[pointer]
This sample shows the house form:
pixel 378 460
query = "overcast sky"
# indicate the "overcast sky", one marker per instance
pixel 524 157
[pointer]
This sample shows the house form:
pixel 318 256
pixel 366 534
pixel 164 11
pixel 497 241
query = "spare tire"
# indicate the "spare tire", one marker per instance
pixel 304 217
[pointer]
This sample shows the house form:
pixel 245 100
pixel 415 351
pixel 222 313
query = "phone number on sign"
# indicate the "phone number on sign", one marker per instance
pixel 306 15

• • •

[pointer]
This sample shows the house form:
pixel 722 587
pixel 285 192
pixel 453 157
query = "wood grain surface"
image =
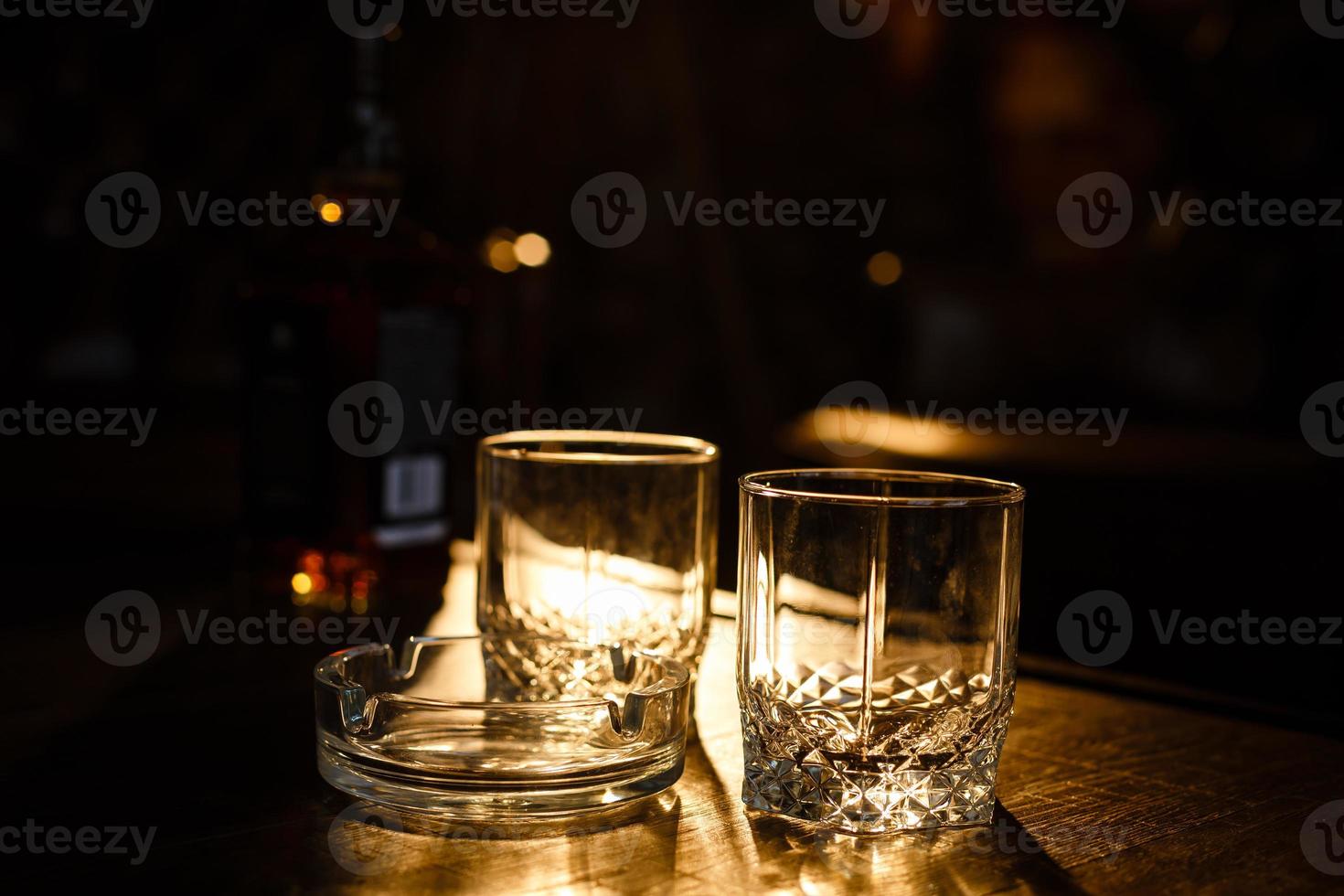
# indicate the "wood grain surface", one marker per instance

• • •

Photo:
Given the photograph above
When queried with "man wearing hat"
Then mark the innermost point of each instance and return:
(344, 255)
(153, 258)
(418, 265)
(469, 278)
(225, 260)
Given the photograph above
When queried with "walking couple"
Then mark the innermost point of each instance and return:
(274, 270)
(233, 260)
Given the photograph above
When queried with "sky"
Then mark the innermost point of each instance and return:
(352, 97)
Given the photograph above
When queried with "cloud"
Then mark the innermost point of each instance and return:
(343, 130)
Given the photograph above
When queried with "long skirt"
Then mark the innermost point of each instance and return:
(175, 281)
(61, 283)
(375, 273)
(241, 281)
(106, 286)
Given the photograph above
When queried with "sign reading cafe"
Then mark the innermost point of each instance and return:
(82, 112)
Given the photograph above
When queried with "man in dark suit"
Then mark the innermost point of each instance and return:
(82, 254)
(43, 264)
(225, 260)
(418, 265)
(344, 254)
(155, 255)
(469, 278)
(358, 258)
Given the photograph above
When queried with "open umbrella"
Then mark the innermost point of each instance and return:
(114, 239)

• • •

-- Your task --
Pick out and copy each line of the records that contains the string "sign". Matching is case-sensitive.

-- Solution for this task --
query = "phone number on sign"
# indicate the "phone number on sign", one marker per instance
When queried with "sign reading cafe"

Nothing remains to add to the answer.